◆ EXERCISE TASK: Rewrite the material from the line containing "of the tall" through the end, swapping "overcast sky" for "cloudy sky" and leaving everything else as it is.

◆ INFORMATION SUPPLIED:
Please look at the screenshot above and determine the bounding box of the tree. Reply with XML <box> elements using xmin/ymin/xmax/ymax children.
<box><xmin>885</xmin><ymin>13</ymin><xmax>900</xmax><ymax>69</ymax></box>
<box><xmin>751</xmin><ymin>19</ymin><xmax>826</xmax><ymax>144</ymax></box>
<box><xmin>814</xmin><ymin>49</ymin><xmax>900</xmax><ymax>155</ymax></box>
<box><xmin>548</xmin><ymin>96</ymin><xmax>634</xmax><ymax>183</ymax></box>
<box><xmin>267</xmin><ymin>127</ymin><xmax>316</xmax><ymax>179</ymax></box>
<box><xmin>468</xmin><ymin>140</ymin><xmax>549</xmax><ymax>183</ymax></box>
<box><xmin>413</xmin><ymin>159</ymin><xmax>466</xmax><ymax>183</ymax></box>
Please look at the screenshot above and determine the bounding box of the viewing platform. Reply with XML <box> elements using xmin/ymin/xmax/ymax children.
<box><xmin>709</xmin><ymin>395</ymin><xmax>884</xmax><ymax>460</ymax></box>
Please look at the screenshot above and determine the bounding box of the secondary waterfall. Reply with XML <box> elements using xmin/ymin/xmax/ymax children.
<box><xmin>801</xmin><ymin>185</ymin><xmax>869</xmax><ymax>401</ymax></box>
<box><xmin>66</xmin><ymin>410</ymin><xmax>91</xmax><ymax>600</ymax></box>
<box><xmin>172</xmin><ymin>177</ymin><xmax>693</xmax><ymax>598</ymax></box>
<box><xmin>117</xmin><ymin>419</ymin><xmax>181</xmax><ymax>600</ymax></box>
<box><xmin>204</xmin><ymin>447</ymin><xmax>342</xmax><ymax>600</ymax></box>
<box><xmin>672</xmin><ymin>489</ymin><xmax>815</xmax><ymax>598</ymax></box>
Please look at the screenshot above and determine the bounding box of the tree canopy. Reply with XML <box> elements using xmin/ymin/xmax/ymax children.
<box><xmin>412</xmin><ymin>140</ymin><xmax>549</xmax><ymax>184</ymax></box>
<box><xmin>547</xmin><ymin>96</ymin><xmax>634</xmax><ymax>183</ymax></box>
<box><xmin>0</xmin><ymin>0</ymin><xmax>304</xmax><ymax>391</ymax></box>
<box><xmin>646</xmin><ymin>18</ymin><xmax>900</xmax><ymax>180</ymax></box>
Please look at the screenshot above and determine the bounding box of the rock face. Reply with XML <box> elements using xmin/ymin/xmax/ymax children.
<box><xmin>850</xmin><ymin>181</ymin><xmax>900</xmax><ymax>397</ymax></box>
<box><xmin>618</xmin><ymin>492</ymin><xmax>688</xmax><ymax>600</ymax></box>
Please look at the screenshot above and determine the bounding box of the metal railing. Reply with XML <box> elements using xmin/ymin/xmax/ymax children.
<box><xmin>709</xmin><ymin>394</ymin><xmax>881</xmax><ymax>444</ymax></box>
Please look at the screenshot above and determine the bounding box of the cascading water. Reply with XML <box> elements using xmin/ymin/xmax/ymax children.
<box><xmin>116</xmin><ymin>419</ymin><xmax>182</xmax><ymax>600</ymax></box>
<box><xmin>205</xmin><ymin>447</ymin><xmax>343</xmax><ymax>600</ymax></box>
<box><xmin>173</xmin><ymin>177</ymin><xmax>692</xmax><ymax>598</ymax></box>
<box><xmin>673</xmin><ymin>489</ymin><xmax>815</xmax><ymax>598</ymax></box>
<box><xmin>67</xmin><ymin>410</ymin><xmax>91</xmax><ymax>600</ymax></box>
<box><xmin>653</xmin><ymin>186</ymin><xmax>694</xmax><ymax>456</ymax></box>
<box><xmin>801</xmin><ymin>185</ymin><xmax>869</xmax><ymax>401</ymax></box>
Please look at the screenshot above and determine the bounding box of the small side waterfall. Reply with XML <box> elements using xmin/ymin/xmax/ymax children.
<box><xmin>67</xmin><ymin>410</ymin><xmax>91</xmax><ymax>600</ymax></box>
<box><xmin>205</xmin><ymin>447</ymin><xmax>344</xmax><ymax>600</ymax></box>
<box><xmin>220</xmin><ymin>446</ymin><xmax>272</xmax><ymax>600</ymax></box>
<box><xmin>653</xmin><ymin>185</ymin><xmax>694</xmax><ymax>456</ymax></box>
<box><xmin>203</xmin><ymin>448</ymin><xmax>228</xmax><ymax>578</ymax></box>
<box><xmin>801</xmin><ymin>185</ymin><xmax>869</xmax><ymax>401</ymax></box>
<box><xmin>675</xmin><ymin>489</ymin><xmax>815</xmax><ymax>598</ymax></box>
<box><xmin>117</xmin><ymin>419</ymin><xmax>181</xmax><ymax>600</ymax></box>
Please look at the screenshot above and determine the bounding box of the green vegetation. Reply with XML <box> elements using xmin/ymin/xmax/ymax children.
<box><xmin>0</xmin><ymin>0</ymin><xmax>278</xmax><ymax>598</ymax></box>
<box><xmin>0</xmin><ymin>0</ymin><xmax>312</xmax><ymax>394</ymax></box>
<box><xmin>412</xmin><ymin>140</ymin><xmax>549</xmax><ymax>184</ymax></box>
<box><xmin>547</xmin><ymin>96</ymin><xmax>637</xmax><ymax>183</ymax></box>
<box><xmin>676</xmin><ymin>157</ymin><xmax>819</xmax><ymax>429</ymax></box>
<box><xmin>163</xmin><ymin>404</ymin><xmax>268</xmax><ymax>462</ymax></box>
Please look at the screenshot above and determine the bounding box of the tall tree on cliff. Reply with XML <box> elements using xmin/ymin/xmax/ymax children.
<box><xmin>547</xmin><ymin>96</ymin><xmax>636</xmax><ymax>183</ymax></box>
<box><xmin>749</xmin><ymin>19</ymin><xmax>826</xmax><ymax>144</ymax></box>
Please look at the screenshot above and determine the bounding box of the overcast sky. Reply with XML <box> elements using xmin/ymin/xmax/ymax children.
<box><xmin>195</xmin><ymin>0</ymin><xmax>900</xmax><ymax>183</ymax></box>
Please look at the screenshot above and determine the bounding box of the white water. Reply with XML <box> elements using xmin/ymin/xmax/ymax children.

◆ TASK RESULT:
Please look at the screenshot above and determine the bounding box of the tall tree on cliff. Reply with XML <box> elements using xmin/ymin/xmax/ymax children.
<box><xmin>547</xmin><ymin>96</ymin><xmax>636</xmax><ymax>183</ymax></box>
<box><xmin>749</xmin><ymin>19</ymin><xmax>826</xmax><ymax>144</ymax></box>
Please look at the screenshot above and determine the bounding box of the cloudy sky. Reply with XML <box> elements using xmin/ymin/xmax/ymax children.
<box><xmin>195</xmin><ymin>0</ymin><xmax>900</xmax><ymax>183</ymax></box>
Please look at the screenshot above and determine the bounding box of the white water. Reply with XML <box> elements using xmin/ymin/xmax/ymax children.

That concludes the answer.